BEGIN Extracted information

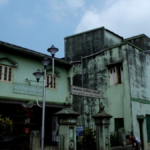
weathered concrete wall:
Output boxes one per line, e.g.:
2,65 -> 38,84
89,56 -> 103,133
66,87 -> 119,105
73,45 -> 131,131
125,34 -> 150,50
65,27 -> 122,62
104,30 -> 122,47
128,46 -> 150,149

END Extracted information

(What is expected):
Please give the listing above as a numbered list with one entry per line, skipping any blank lines and leaving out the pictures.

(Written answer):
1. weathered concrete wall:
2. Output boxes one per line, e.g.:
3. 2,65 -> 38,84
4. 89,56 -> 103,133
5. 66,87 -> 119,105
6. 73,45 -> 131,131
7. 125,34 -> 150,50
8. 65,27 -> 122,62
9. 104,30 -> 122,47
10. 128,46 -> 150,149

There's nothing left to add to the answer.